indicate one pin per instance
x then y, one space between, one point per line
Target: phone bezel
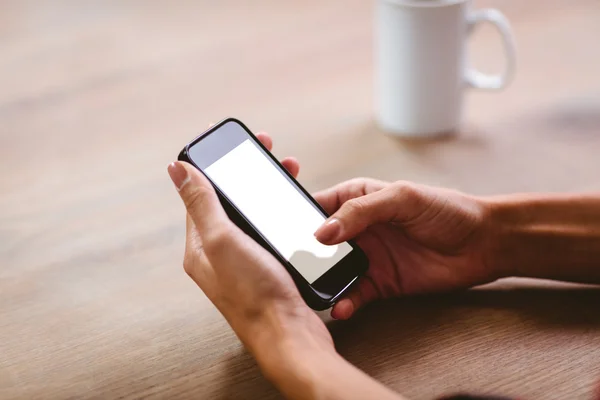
333 283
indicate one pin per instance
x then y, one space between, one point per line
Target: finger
394 203
195 263
292 165
331 199
201 201
193 242
265 139
360 295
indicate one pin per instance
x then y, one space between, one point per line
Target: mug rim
424 3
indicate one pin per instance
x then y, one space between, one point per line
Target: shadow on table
403 329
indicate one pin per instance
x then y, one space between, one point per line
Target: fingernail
178 175
328 231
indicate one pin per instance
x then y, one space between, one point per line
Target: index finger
332 199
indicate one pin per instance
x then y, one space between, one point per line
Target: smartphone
269 205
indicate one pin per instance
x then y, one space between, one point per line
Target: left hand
248 285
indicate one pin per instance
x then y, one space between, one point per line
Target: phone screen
267 197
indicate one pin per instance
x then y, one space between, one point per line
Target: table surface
98 97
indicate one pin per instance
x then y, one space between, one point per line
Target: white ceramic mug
421 63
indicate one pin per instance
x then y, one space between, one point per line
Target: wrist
546 236
291 345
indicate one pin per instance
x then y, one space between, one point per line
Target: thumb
397 203
200 199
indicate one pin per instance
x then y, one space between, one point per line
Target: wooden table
97 97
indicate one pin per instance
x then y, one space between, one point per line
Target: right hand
418 239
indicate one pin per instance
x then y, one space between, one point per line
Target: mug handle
479 80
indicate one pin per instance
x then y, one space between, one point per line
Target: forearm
303 368
547 236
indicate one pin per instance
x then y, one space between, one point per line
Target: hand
248 285
418 239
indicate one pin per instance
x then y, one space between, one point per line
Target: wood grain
97 97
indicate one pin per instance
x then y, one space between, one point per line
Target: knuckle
405 190
219 240
356 206
196 198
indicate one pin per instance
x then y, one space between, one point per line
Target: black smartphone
269 205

----------------------------------------

◆ **Task brief**:
In your copy, repeat the records above exactly and include no images.

◆ **Task output**:
indicate one pin per instance
x then y, one space between, one point per line
Target: phone bezel
333 283
indicate one pin per instance
x then y, one space between, one point per line
Target: finger
394 203
195 263
292 165
331 199
201 201
193 242
265 139
360 295
indicate one pin per instance
x then y, one space between, one point per line
Target: mug rim
424 3
indicate one pin per instance
x then y, one space between, one point per line
Target: shadow on table
403 329
indicate one pin per instance
x then y, one space between, one point per line
Target: fingernail
178 175
328 231
indicate one pin per instance
x then y, one space between, one point per line
Target: index finger
332 199
indicate one pin per instance
x then y, one space between, one point per line
Target: smartphone
269 205
indicate one pin per instance
x then y, one space between, one point per line
Target: left hand
248 285
indicate one pin per instance
x then y, one space between, one point per line
Target: phone screen
267 197
indicate one pin per instance
x then y, one space between, one point per line
Target: table surface
98 97
indicate one pin per instance
x then y, one space between, one point per line
Target: white ceramic mug
421 63
indicate one pin per instance
x then y, one space between, one point per line
Target: wrist
546 236
291 345
indicate one pin per instance
x then y, one space between, one point per line
Target: thumb
397 203
200 199
indicate one pin per instance
x then y, one space between, one point per line
Target: wooden table
97 97
indicate one pin per instance
x then y, one space between, one point per line
Target: right hand
418 239
indicate one pin per instance
x then y, one space between, one point per line
Target: mug handle
479 80
indicate one pin per instance
x then y, one space between, one point per line
Target: forearm
303 368
547 236
indicate one pin per instance
x then y, one space between, one point per line
Target: hand
248 285
418 239
indicate one pin per instance
x then y, one space between, one point per line
Target: wood grain
97 97
indicate one pin per instance
x then y, one space between, one point per line
Target: knuckle
405 190
219 240
356 206
196 198
indicate one pin per instance
x then y, one space between, one point per line
Target: black smartphone
269 205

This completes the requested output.